WHAT IS REQUIRED
Skip the images. Copy the records exactly as written.

PROVIDED MATERIAL Start Marker

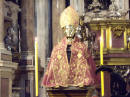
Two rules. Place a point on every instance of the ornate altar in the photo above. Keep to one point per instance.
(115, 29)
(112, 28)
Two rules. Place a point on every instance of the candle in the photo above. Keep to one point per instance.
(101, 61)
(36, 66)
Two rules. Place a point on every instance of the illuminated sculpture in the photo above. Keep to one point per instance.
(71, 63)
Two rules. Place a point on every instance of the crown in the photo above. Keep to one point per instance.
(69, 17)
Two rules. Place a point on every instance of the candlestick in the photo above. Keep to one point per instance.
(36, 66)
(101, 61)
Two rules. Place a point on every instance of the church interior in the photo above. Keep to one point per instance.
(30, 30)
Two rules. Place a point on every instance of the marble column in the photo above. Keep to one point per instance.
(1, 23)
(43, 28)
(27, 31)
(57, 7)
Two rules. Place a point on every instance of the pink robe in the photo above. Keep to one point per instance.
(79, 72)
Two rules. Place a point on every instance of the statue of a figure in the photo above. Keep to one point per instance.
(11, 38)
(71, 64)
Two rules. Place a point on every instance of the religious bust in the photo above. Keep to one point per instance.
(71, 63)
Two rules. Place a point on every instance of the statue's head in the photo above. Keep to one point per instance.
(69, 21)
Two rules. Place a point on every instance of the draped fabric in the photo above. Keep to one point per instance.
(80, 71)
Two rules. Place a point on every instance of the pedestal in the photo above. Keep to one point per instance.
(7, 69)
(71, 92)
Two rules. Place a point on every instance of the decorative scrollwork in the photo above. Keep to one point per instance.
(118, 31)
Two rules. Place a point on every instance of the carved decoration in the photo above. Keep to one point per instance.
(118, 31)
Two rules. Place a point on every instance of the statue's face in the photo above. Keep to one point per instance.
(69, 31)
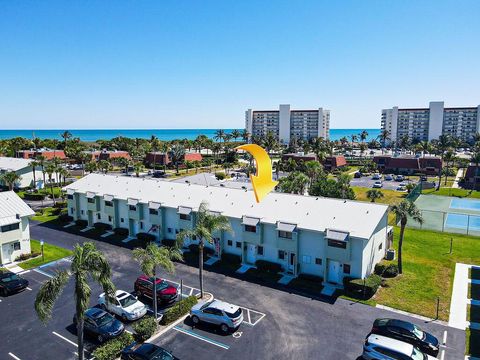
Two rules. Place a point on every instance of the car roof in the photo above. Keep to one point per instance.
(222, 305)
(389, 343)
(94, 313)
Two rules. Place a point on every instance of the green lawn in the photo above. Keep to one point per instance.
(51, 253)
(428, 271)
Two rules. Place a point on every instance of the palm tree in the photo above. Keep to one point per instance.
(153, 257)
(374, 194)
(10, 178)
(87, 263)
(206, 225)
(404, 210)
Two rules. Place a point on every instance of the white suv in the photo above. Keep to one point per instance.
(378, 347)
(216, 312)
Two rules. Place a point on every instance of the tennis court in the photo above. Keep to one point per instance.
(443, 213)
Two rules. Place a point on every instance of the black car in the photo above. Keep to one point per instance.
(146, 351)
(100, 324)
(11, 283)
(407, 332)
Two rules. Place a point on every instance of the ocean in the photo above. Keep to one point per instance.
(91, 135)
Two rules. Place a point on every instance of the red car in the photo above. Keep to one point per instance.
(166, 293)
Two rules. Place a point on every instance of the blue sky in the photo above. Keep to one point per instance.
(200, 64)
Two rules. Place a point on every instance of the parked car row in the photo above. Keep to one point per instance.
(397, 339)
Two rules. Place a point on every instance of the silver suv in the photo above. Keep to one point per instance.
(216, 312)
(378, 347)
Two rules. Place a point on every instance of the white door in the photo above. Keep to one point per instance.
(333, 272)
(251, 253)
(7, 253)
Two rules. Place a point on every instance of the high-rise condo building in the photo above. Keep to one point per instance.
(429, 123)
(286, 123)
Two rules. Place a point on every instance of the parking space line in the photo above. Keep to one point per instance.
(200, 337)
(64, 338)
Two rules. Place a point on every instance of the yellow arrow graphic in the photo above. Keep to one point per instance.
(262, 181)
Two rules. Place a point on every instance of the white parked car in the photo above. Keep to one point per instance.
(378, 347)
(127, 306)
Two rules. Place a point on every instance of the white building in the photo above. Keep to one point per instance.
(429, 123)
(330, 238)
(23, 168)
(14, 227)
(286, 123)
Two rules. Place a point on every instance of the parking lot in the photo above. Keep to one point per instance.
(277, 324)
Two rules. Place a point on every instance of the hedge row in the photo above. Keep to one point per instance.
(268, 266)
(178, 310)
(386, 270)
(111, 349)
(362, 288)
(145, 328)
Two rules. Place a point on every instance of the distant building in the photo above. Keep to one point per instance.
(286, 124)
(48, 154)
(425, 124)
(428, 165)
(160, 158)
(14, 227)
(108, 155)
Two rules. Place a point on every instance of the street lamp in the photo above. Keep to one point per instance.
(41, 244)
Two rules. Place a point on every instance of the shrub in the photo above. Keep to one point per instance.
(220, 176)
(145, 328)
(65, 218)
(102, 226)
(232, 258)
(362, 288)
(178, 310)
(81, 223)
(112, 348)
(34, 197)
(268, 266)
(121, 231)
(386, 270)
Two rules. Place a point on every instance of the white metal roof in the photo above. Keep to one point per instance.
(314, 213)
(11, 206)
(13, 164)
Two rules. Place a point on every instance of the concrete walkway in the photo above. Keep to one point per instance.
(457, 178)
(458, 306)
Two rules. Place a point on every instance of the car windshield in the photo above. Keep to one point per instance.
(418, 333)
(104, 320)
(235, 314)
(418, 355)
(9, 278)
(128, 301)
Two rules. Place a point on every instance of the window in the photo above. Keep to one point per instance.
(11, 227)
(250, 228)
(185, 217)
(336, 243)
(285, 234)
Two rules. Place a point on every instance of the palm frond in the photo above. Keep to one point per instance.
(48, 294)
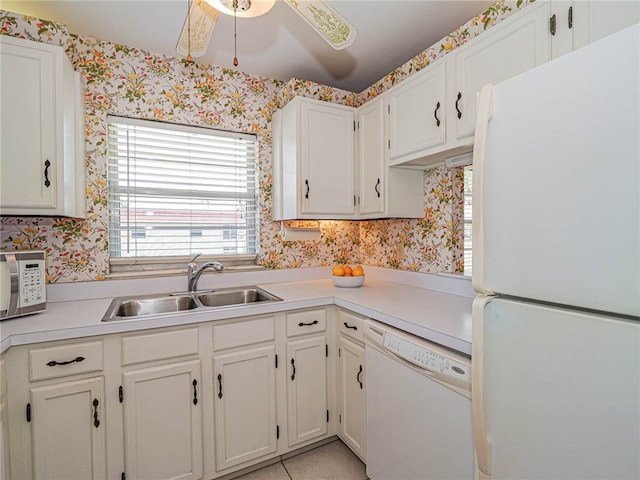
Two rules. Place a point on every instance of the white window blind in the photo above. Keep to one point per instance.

PROVIDED MATERIAL End Marker

ANSWER BOX
Two rules. Place a point on every instance of the ornate altar in the photo above. Keep to one point per instance.
(115, 29)
(112, 28)
Two rules. Place a point on every instance of the candle in the photo above. Keep to one point per instance.
(101, 61)
(36, 66)
Two rules. Place a point on every instance of the illuminated sculpture in the photo above. Keep to one point per instance.
(71, 63)
Two rules. Place a point on every instance of the crown in the photo above. Keep to one point per instance.
(69, 17)
Two rules. Place a point on every instance of the candlestick in the photo above. Keep to one point per instance.
(36, 66)
(101, 61)
Two rules. Place a point on every instance of the church interior in the photo above. Keep to one point per instance.
(30, 30)
Two rules. Place a point on every instance of the marble column in the photo above. Keep to one point per instance.
(1, 23)
(43, 28)
(27, 31)
(57, 7)
Two rules. Place a point on every instance of the pink robe in the photo above. Keep to one point per instance.
(79, 72)
Two rules. Place a point on every instance of the statue of a figure in the photo above. Keep to one point per instance.
(11, 38)
(71, 64)
Two rules. Place a point on every instance of the religious bust in the photo above. Keep to one point per instance.
(71, 63)
Two rules. Place a point on every instance of the statue's head in the photo above. Keep to one point per instance.
(69, 21)
Two rules. Place a point on every instance of the draped fabric in the photo above. Keep to one point per instance.
(80, 71)
Two rules. Place a point on every instance of the pedestal in the photo above. Keep to one point per instance.
(7, 69)
(71, 92)
Two rules. Place a point on every instance of the decorative scrollwork in the photo above. Keep to one point per instance.
(118, 31)
Two rules. Place a point on every instance of the carved decoration in the photo above. Keep to one point per instance.
(118, 31)
Two rules. Place a point on every instance of the statue's face in the photo above. Keep to one point per instance.
(69, 31)
Two rules. Place a point on every instance of the car roof in the photo above. Keep to one point per instance.
(222, 305)
(389, 343)
(94, 313)
Two rules. Place a point on every instance of the green lawn in the photo above. Keep to one point per instance.
(51, 253)
(428, 271)
Two rules. Place a point on every instance of the palm tree in the photo above. Keep to one point per instance.
(153, 257)
(374, 194)
(10, 178)
(87, 263)
(206, 225)
(404, 210)
Two rules. Place a point on every instance of the white suv in the photo above. Keep to one point per instance.
(378, 347)
(216, 312)
Two rules. Place a point on every instance of the tennis court in the photo above. Keep to one point per instance.
(443, 213)
Two rules. Place a point on every instance of the black car in the photo above. Keep to one point per instance.
(146, 351)
(100, 324)
(11, 283)
(407, 332)
Two rules. Place a point on every instance of the ocean in the photo above. Keep to one point per instance.
(91, 135)
Two rules. Place a point on every instance of the red car in the photo above. Keep to one point per instance.
(166, 293)
Two rules. Place a point on every instance of the blue sky in the photo above. Keep to one point per instance.
(200, 64)
Two rules. Place a point on every instance of the parked car row in the photo above. Keep to one point per instance.
(397, 339)
Two rules. Place a point on every instance of the silver suv in the photo above. Keep to one point per instance.
(216, 312)
(378, 347)
Two rules. Place a point on every instance of the white door in the photo above. Keep to one point per instance.
(333, 272)
(251, 253)
(7, 253)
Two rules. Place a point on every instance of the high-rise condo building in the photo above. Keep to one point per instance.
(429, 123)
(286, 123)
Two rules. Place a point on every instance of the parking space line in the photo above. Keep to one point per instance.
(200, 337)
(64, 338)
Two rules. Place a point on every instance of the yellow arrow graphic in the photo above. Keep to one point per instance.
(262, 181)
Two rules. Place a point on every instance of the white parked car in the photo above. Keep to one point per instance.
(378, 347)
(127, 306)
Two rules. Place a point on every instance of the white building in the photo above. Keep to one point per instance.
(429, 123)
(330, 238)
(23, 168)
(14, 227)
(286, 123)
Two rules. Place a point on every instance of the parking lot in the photo above. Keep to one point per instance.
(277, 324)
Two rules. Place a point on every instance of the hedge row in the photo above. Keep to one point per instance.
(268, 266)
(178, 310)
(386, 270)
(111, 349)
(362, 288)
(145, 328)
Two rules. Place a point on every instance of the distant building in the photo above. Keep to one point per instance.
(286, 124)
(48, 154)
(425, 124)
(428, 165)
(160, 158)
(14, 227)
(108, 155)
Two rules. Place a point on every instance of the street lamp in the photo above. Keep to one point per instance.
(41, 244)
Two rules. Place a point on every instance of the shrub in the photo above. Keep to one point per instance.
(220, 176)
(145, 328)
(65, 218)
(102, 226)
(232, 258)
(362, 288)
(178, 310)
(81, 223)
(112, 348)
(34, 197)
(268, 266)
(121, 231)
(386, 270)
Two rules. Place a point on every instance of the white metal roof in the photo above. Keep to one point per instance.
(314, 213)
(11, 206)
(13, 164)
Two rules. Place a point on every instance of the concrete walkway in the photo above. Keep to one point per instance.
(457, 178)
(458, 306)
Two rules. Place a point on every instance of the car windshield in the photo above. Keep to one point per instance.
(418, 333)
(104, 320)
(235, 314)
(418, 355)
(9, 278)
(128, 301)
Two rules. Place a point on every instance of the window in the photo above. Keep to one point per instance.
(11, 227)
(250, 228)
(185, 217)
(336, 243)
(285, 234)
Two rules. Place a point on every instance of the palm frond in the photo above. Keep to one point per instance.
(48, 294)
Two rules. Place a point on every instance of the white window blind in the photo above. Keep to one point per instance.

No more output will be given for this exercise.